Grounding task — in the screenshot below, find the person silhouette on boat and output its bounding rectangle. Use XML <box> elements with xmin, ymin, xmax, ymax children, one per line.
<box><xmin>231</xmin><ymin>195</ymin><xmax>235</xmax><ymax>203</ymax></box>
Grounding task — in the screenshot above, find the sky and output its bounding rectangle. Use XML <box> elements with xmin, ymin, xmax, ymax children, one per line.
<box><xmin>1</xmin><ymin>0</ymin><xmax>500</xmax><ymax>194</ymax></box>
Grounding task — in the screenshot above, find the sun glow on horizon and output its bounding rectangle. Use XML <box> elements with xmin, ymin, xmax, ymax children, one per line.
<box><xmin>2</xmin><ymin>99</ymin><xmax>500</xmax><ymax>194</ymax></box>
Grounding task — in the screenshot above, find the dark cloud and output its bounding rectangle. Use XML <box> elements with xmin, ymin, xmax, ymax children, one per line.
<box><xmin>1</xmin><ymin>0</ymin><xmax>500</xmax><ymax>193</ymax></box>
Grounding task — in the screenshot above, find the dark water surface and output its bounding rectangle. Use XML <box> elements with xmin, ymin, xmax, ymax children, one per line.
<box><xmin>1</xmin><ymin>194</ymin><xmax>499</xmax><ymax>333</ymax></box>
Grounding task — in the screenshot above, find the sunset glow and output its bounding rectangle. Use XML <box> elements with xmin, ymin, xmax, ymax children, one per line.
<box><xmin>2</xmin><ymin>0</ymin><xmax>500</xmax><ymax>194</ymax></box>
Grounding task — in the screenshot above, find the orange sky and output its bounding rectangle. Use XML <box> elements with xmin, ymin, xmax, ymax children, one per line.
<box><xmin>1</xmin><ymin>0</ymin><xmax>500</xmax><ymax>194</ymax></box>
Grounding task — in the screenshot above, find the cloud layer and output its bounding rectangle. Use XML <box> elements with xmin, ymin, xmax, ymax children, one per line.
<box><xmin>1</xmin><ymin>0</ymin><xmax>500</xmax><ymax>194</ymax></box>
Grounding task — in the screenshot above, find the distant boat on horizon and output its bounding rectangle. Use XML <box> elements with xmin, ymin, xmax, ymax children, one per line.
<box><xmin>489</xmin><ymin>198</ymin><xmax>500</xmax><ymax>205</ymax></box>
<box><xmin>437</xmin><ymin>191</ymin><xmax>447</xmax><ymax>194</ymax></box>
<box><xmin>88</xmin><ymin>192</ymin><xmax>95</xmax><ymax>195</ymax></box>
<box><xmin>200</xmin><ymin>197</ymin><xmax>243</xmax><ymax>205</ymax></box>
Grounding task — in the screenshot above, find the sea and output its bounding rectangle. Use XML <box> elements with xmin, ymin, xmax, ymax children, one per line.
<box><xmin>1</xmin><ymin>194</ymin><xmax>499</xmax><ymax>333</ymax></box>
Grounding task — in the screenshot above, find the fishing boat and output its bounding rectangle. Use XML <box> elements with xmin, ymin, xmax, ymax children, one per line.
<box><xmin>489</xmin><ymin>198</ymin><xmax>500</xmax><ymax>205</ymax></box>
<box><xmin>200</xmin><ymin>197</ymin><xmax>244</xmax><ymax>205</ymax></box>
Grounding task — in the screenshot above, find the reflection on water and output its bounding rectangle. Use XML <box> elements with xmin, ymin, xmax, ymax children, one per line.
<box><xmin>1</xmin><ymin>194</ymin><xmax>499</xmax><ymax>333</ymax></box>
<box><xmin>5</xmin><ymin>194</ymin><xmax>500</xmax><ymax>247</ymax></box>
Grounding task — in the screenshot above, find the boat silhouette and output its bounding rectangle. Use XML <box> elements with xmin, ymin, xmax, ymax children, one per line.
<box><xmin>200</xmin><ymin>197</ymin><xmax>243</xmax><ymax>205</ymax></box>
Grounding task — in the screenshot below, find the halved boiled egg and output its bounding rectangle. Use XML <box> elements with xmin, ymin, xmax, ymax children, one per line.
..............................
> [Exercise prompt]
Exactly as they are written, print the entries again.

> [Exercise response]
Grounding task — in the screenshot below, find the person silhouette on boat and output its bounding rectangle. Use XML <box> elements with xmin, ymin, xmax, ymax children, one per line.
<box><xmin>231</xmin><ymin>195</ymin><xmax>235</xmax><ymax>203</ymax></box>
Grounding task — in the screenshot above, find the sky and output its bounding rectangle. Use XML <box> elements with xmin, ymin, xmax, ymax children, one per line.
<box><xmin>1</xmin><ymin>0</ymin><xmax>500</xmax><ymax>194</ymax></box>
Grounding task — in the screenshot above, find the sun glow on horizon and output its bounding rectangle. Use XML <box> elements with xmin, ymin, xmax, ymax children, one per line.
<box><xmin>2</xmin><ymin>99</ymin><xmax>500</xmax><ymax>194</ymax></box>
Grounding task — in the screenshot above, find the dark cloud and output its bounding rectangle. Use XML <box> elements with xmin, ymin, xmax, ymax children, one per line.
<box><xmin>1</xmin><ymin>0</ymin><xmax>500</xmax><ymax>193</ymax></box>
Grounding task — in the screenshot above, find the dark water surface and output its bounding rectangle. Use XML <box> elements with xmin, ymin, xmax, ymax children, one per line.
<box><xmin>1</xmin><ymin>194</ymin><xmax>499</xmax><ymax>333</ymax></box>
Grounding task — in the screenshot above, find the sunset glow and output its bounding rectangle. Use XML <box> elements with xmin, ymin, xmax, ymax children, one per line.
<box><xmin>2</xmin><ymin>0</ymin><xmax>500</xmax><ymax>194</ymax></box>
Grounding task — in the screenshot above, find the orange sky and output its bounding rectangle. Use XML <box> elements with xmin, ymin, xmax, ymax children, one per line.
<box><xmin>1</xmin><ymin>0</ymin><xmax>500</xmax><ymax>194</ymax></box>
Grounding task — in the screenshot above, find the cloud layer and output its bounding rectangle. Use XML <box> elements with xmin, ymin, xmax, ymax children, one per line.
<box><xmin>1</xmin><ymin>0</ymin><xmax>500</xmax><ymax>194</ymax></box>
Grounding task — in the screenshot above, find the distant boat on horizon and output its bounding rectangle. Use XML <box> elements with xmin, ymin, xmax, ymax children, one per line.
<box><xmin>489</xmin><ymin>198</ymin><xmax>500</xmax><ymax>205</ymax></box>
<box><xmin>437</xmin><ymin>191</ymin><xmax>447</xmax><ymax>194</ymax></box>
<box><xmin>88</xmin><ymin>192</ymin><xmax>95</xmax><ymax>195</ymax></box>
<box><xmin>200</xmin><ymin>197</ymin><xmax>243</xmax><ymax>205</ymax></box>
Grounding task — in the screenshot above, find the sea and output its bounding rectangle. Use XML <box> elements with xmin, ymin, xmax, ymax children, one per line.
<box><xmin>1</xmin><ymin>194</ymin><xmax>499</xmax><ymax>333</ymax></box>
Grounding task — in the screenshot above, find the fishing boat and output its bounding rectangle. Use XML <box> elements with xmin, ymin, xmax, ymax children, one per line.
<box><xmin>489</xmin><ymin>198</ymin><xmax>500</xmax><ymax>205</ymax></box>
<box><xmin>200</xmin><ymin>197</ymin><xmax>244</xmax><ymax>205</ymax></box>
Grounding task — in the screenshot above, find the reflection on water and output its bounding rectangle. Use XML <box> elements with xmin, ymin, xmax, ymax children, one per line.
<box><xmin>1</xmin><ymin>194</ymin><xmax>499</xmax><ymax>333</ymax></box>
<box><xmin>5</xmin><ymin>194</ymin><xmax>500</xmax><ymax>247</ymax></box>
Grounding task — in the screenshot above, find the boat silhouette and output its bounding rectangle. Use XML <box> elements with xmin, ymin, xmax, ymax children, one per line.
<box><xmin>200</xmin><ymin>197</ymin><xmax>243</xmax><ymax>205</ymax></box>
Grounding task — in the screenshot below, find the halved boiled egg and output its bounding rectangle. Use XML <box> elements with xmin, ymin, xmax, ymax children, one per line.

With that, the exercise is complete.